> _BEREITGESTELLTER AUSZUG_
Ich habe gehört, daß die Richter sagen: "Ja - was nützt es denn, Zwangsgeld zu verhängen? Die zahlt ja doch nicht oder der zahlt ja doch nicht". Das heißt, die Urteile werden nicht exekutiert. In Amerika fliegt das FBI mit Hubschraubern ein, wenn ein Vater einen Monat nicht zahlt, oder eine Mutter. Hier wird die Sache auf die lange Bank geschoben. Otto Schily hat mir gesagt - nach einem verlorenen Schachspiel - "Es ist schwieriger in Deutschland das Sorgerecht und das Umgangsrecht zu reformieren, als im nahen Osten Frieden zu stiften".
Herr Innenminister: Wenn sie diese Wahl gewinnen wollen für ihre Partei, dann schreiben sie sich die Reformation des Familienrechts ins Programm. JETZT.
Diese 10 Mio Betroffenen, das sind rund 30% der Wähler. Es gibt in Deutschland 3 Mio Trennungskinder. Jedes Kind hat mindestens 2 Eltern. Das hat der liebe Gott so gewollt, und das ist gut so.

> _DEINE AUFGABE_
Wie viele Trennungskinder gibt es laut dem Auszug zum Familienrecht in Deutschland? Die Einträge sind eigenständiges Material und gehören nicht zum Auszug zum Familienrecht.

Einträge zum Zeigen auf benannte Objekte
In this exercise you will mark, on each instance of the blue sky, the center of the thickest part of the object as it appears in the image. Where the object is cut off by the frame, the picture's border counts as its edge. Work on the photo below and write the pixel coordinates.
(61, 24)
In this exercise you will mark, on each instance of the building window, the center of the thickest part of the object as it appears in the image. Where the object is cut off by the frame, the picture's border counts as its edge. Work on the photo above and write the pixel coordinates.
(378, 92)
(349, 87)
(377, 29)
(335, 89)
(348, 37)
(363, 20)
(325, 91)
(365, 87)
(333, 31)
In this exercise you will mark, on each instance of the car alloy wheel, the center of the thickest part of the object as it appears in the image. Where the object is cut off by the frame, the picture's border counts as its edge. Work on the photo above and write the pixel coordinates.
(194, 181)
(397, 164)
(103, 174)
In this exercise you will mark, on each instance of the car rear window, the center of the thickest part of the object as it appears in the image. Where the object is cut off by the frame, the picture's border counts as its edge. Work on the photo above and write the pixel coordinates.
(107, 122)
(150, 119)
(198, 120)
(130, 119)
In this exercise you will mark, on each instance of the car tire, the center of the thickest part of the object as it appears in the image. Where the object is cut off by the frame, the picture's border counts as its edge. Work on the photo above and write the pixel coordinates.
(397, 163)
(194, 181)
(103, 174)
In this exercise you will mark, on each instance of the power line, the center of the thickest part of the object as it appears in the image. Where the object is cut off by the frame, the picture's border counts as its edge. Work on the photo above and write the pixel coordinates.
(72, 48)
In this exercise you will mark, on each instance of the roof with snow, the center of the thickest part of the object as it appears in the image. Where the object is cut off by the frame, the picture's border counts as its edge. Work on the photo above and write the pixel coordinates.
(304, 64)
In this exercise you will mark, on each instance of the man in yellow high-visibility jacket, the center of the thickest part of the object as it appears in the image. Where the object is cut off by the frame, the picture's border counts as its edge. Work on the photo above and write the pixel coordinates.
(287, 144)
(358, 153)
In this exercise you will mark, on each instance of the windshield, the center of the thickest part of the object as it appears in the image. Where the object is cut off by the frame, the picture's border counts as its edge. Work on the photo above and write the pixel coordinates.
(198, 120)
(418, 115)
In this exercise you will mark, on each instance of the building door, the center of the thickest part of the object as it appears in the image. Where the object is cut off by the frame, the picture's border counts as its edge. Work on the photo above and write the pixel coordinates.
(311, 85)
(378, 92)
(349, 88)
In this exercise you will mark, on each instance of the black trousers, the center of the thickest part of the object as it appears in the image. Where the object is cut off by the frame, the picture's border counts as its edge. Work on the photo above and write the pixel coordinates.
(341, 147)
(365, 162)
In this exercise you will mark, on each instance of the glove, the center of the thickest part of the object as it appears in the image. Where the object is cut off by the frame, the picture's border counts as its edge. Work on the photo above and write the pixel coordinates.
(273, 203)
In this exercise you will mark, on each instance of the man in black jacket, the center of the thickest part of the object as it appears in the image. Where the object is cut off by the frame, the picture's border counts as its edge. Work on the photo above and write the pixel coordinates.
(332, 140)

> _FERTIGE ANTWORT_
In Deutschland gibt es 3 Mio Trennungskinder.